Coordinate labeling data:
________________________________________
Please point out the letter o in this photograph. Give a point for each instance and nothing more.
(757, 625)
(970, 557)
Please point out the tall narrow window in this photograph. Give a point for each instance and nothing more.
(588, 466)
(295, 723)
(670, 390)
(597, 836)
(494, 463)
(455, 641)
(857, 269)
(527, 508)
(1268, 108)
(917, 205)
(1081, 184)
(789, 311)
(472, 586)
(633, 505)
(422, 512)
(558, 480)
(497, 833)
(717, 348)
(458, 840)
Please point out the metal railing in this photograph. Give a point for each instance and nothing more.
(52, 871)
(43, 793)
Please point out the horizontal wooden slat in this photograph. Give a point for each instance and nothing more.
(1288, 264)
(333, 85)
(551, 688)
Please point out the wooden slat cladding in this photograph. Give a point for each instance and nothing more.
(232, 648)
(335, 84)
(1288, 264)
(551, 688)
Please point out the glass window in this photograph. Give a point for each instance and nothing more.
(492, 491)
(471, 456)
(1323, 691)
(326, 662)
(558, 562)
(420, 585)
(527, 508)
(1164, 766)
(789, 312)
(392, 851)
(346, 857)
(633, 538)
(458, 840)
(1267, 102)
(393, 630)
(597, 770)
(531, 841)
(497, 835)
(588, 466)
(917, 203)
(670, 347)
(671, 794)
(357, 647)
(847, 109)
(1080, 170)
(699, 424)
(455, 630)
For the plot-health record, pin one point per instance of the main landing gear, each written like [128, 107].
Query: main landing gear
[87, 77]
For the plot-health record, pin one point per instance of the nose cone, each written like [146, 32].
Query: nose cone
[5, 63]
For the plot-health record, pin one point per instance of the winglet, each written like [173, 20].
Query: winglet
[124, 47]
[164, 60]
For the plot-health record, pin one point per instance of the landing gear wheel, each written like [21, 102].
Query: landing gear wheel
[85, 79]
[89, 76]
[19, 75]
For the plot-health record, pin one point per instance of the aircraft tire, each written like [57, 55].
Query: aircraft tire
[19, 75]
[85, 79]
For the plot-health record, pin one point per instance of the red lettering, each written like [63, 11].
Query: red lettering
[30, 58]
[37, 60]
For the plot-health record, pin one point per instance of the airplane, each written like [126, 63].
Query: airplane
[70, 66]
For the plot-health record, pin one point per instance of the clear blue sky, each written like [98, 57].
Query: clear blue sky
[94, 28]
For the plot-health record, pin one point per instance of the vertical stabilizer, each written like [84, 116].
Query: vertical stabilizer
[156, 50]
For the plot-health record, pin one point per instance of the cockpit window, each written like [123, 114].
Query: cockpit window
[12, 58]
________________________________________
> [Task directions] Update the lines above so that every "plot-health record" becomes "survey record", leaving everything else unchanged.

> [Answer for this exercise]
Please point out the letter o in this photograph. Give a point for each instance and nothing more.
(757, 625)
(970, 557)
Please point out the tall narrow window in this photograph. Give a point for each instance and nothing more.
(588, 466)
(295, 723)
(670, 390)
(597, 836)
(494, 463)
(455, 641)
(857, 269)
(527, 508)
(1268, 108)
(917, 205)
(1081, 184)
(789, 311)
(472, 586)
(633, 505)
(422, 512)
(558, 480)
(497, 833)
(717, 348)
(458, 840)
Please point out the metal railing in this photograph. Give a point for each instance and nothing more.
(52, 871)
(43, 793)
Please point out the horizontal wooden slat in this photograph. Give a point for each instance and nothing more.
(1288, 264)
(333, 85)
(551, 688)
Please point out the wooden slat cladding in this photograph. Give a point for each instance and nothing more.
(232, 648)
(335, 84)
(1288, 264)
(551, 688)
Please point out the glass window in this photograph. Give a point for each instance and nothing more.
(492, 491)
(471, 456)
(1323, 691)
(326, 662)
(558, 562)
(420, 585)
(527, 508)
(1164, 766)
(789, 312)
(392, 851)
(346, 857)
(633, 538)
(458, 840)
(1267, 102)
(393, 630)
(597, 770)
(531, 841)
(497, 835)
(588, 466)
(917, 203)
(670, 347)
(671, 794)
(357, 647)
(847, 109)
(1080, 170)
(699, 424)
(455, 630)
For the survey record, pin one point per instance of the main landing gear, each written like [128, 107].
Query: main landing gear
[87, 77]
For the survey record, pin one point per instance of the nose cone, each written like [146, 32].
Query: nose cone
[5, 63]
For the survey record, pin one point per instance of the winglet, each written like [173, 20].
Query: winglet
[124, 47]
[164, 60]
For the survey record, pin one point per instance of the landing gear wheel, each written like [21, 102].
Query: landing gear wheel
[85, 79]
[89, 76]
[19, 75]
For the survey record, pin one point per instance of the aircraft tire, each written like [57, 55].
Query: aircraft tire
[19, 75]
[85, 79]
For the survey record, pin one point per instance of the red lettering, each written like [63, 11].
Query: red lettering
[30, 58]
[37, 60]
For the survey record, pin one point per instance of the airplane, each written like [126, 63].
Query: airplane
[70, 66]
For the survey record, pin one point per instance of the clear blue sky, each written like [98, 57].
Query: clear blue sky
[94, 28]
For the survey record, pin one point per instance of the vertical stabilizer, each written like [84, 116].
Query: vertical stabilizer
[156, 50]
For the survey record, pin one point per instance of the cockpit window, each written like [123, 114].
Query: cockpit window
[12, 58]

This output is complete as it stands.